— Start Document section —
# The ACSI App. Does it replace the GPS downloads?



## Zebedee (Oct 3, 2007)

Now that ACSI appear to have stopped offering the (_very useful_) GPS download for their sites, it seems the only alternative is the App.

Is it a one-off payment for each country, or do you have to pay again and download an updated App every new year?

http://www.eurocampings.co.uk/extra-information/acsi-europe-app/

*EDIT - Just found this. *"The campsite information is based on the inspection of the previous year. Therefore it is wise to buy a yearly update in January. You will receive a reminder automatically"

Thanks

Dave

*P.S. Is it as good as they claim? Has anyone used it enough to offer a review?*


----------



## caulkhead (Jul 25, 2007)

I was about to download the CC App a few weeks ago but then spotted that it only lasts a year, so I have held off until I receive the new book in a few weeks time. You need the code that comes with the book to be able to buy the CC App - it is not available unless you subscribe to the CC Discount scheme. Cost in 2014 (for the App) was Euros 3.95.

Caulkhead

Ps. I believe that the App covers all countries that are found in the 2 books.


----------



## Zebedee (Oct 3, 2007)

Thanks Caulkhead.

Having had a little play I find that there are two CC Apps.

This one is fairly useless (to us) as it shows all the ACSI sites, but you can't tell which are in the discount scheme until you tap the individual site icon to bring up the details.

https://play.google.com/store/apps/details?id=com.acsi.europa&hl=en

Far better I think for our purposes is this one, which shows only those sites in the discount scheme.

https://play.google.com/store/apps/details?id=com.acsi.cca&hl=en

I have downloaded it but (as you suggest) it won't let me in until I have paid the sub and gone to "My ACSI" to enter my personal access code. (Haven't yet received my 2015 copy of the guide, so haven't got the code.)

Cheers

Dave


----------



## caulkhead (Jul 25, 2007)
— End Document section —
— Start Supplied information —
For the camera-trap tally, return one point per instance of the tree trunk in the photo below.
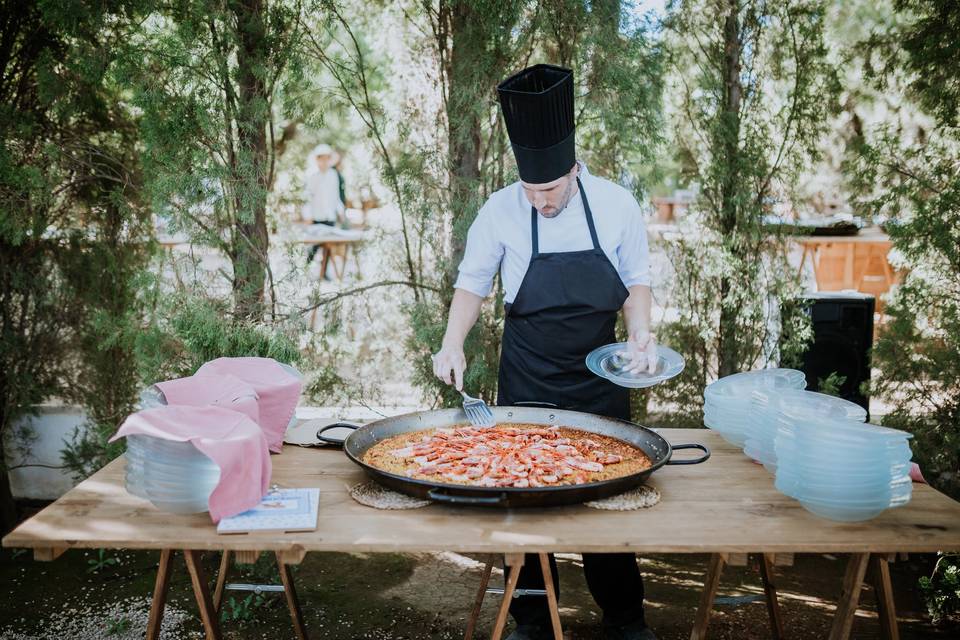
— End Supplied information —
### Task instructions
a - Rewrite the stretch of the ACSI app thread from "This one is" through "the discount scheme.", changing "discount scheme" to "reduced-rate scheme".
b - Write the next part of the ACSI app thread, picking up after the point where it stops.

### Outputs for the tasks
a -
This one is fairly useless (to us) as it shows all the ACSI sites, but you can't tell which are in the reduced-rate scheme until you tap the individual site icon to bring up the details.

https://play.google.com/store/apps/details?id=com.acsi.europa&hl=en

Far better I think for our purposes is this one, which shows only those sites in the reduced-rate scheme.

b -
I agree Dave, the first app is fairly useless particularly as it needs an internet connection to work. Hopefully the new CC app, which doesn't need an internet connection, will prove to be a useful asset. Slightly off-topic but in the same general area of discussion, do you find the ACSI site to be rather confusing? I can see why people sometimes get confused between those sites which are ACSI inspected but not part of the CC scheme and those that are. I can also understand why people get confused between the discount card and the Club ID card. 

Caulkhead


----------



## Zebedee (Oct 3, 2007)

H Caulkhead

Yes to all the above, although I was a bit perplexed a few months ago when the confusion between the two cards was aired on here. In spite of several members spelling it out in kindergarten language, some folk were still confused, and continued to whinge about the lack of discounts with the identity card.

I hope they will reinstate the GPS downloads _(if we can find them on their site!!)_ since I found them very useful for downloading onto Autoroute for (mostly) route planning.

Cheers

Dave


----------



## wakk44 (Jun 15, 2006)

I have been using the free poi download for Autoroutes 2013,it works very well for route planning and the coordinates are normally accurate.

The problem is there will be no updates unless ACSI release any more gps downloads,so new sites and any leaving the ACSI scheme will not be shown.

It looks to me that ACSI want members to download the app and pay for an annual subscription,I intend to stick with the A/R poi for a while and see how it goes.


----------



## Zebedee (Oct 3, 2007)

Hi Steve

The problem with sticking to the 2014 GPS data is that the page numbers in the POI data will be different to those in the books.

That has always been a very useful feature, specially when planning. Find a campsite in the right location using A/R, take the page number off the info panel, then look it up in the book.

Fingers crossed. They do say somewhere that the lack of GPS downloads is only temporary, but do they mean it?

ACSI is not a Canadian firm is it!!!! 8O  8O  

Dave


----------



## Melly (Jul 5, 2007)

I always use ARCHIES and now the books are out it won't be long before the 2015 set are posted.


----------



## homenaway (Jul 27, 2005)

Hi,

I seem to remember that ACSI tried (successfully?) to stop Archies putting the Camping card POI's on their website last year   

Steve


----------



## Melly (Jul 5, 2007)

Well somehow I successfully downloaded it from the site this year and it's still there now.


----------



## Zebedee (Oct 3, 2007)

Yes - they are called "Camping Card" on a green rectangle, but there are no corresponding page numbers for quick reference to the books.

Dave


----------



## Melly (Jul 5, 2007)

If you download it and have a look in poiedit or any other poi viewer you will see the page numbers included.


----------



## Zebedee (Oct 3, 2007)

Thanks Melly

I must have downloaded the wrong file, 'cos there ain't no page numbers on mine.

Will have another go . . . probably senility again!! :roll: 

Dave


----------



## Zebedee (Oct 3, 2007)

Stranger by the minute!

Of the 2738 POIs downloaded, only 243 have page numbers attached.

Where exactly did you get yours Melly? Can you provide a link please?

Dave


----------



## Melly (Jul 5, 2007)

Sorry my bad.  
I had'nt noticed that as mine only have so many with page numbers.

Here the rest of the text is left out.